⟨

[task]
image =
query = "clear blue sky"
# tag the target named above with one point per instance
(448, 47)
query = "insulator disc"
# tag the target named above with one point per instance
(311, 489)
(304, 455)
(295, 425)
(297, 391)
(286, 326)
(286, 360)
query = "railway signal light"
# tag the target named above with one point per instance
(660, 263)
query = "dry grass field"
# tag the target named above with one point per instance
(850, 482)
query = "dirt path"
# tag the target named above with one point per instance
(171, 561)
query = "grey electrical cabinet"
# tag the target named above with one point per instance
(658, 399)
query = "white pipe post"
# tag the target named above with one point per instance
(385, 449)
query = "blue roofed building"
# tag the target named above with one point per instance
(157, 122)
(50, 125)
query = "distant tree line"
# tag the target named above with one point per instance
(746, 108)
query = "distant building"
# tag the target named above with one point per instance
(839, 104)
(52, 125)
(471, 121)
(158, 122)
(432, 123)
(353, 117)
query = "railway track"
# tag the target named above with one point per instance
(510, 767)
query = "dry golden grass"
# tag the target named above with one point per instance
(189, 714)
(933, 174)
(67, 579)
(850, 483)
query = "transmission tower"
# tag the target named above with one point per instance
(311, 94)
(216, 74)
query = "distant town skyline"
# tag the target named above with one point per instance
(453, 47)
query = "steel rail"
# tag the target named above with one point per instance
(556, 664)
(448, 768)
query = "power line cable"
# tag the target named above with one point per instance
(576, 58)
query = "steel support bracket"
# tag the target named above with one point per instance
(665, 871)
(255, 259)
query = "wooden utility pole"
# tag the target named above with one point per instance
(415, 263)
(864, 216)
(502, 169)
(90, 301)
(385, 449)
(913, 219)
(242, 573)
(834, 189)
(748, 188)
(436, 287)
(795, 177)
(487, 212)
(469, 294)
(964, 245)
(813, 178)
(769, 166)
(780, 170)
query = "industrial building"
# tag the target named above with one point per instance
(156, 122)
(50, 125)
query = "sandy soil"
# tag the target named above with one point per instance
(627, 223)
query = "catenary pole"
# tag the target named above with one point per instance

⟩

AIM> Would you restate each of the entries word for word?

WRITTEN ANSWER>
[task]
image =
query = "clear blue sky"
# tag the target named above with one point per instance
(448, 47)
query = "insulator disc"
# tag the target named above with one point per instance
(311, 489)
(304, 455)
(295, 425)
(297, 391)
(286, 326)
(286, 360)
query = "railway signal light"
# tag the target named above with one point per instance
(660, 263)
query = "dry grass field"
# tag the target named above with one point per instance
(850, 482)
query = "dirt path"
# tag the target named above with one point per instance
(171, 561)
query = "grey electrical cabinet"
# tag the target named above with one point per instance
(658, 399)
query = "white pipe post"
# tag the target named above with one point per instance
(385, 449)
query = "blue roofed building"
# tag the target named above with one point per instance
(157, 122)
(50, 125)
query = "distant tree line"
# tag the target named above with one point per instance
(746, 108)
query = "distant building"
# tag the target named above with one point per instance
(839, 104)
(52, 125)
(471, 121)
(158, 122)
(432, 123)
(353, 117)
query = "railway track"
# tag the target named above with one point per instance
(510, 767)
query = "dry golden grass"
# tag the target named above with one point per instance
(189, 714)
(933, 174)
(67, 579)
(850, 483)
query = "transmission tower"
# tag the target named above with one point per instance
(311, 94)
(216, 74)
query = "distant town skyline"
# tag the target named above with one point per instance
(453, 47)
query = "steel rail"
# tag the target named above with one point per instance
(556, 664)
(448, 768)
query = "power line cable"
# tag the target named above with one point per instance
(576, 58)
query = "steel support bracket"
# tag the target named above with one point per instance
(665, 871)
(255, 259)
query = "wooden utility pole"
# tag the target named above with one point per instance
(415, 263)
(864, 216)
(502, 169)
(90, 301)
(385, 449)
(913, 219)
(242, 573)
(834, 189)
(748, 188)
(436, 287)
(795, 177)
(487, 212)
(469, 294)
(964, 245)
(813, 178)
(769, 166)
(780, 170)
query = "industrial building"
# tag the target named above with one point per instance
(156, 122)
(50, 125)
query = "sandy soil"
# tag the target named above with one point per instance
(627, 223)
query = "catenary pole"
# tag the target named above with one point per instance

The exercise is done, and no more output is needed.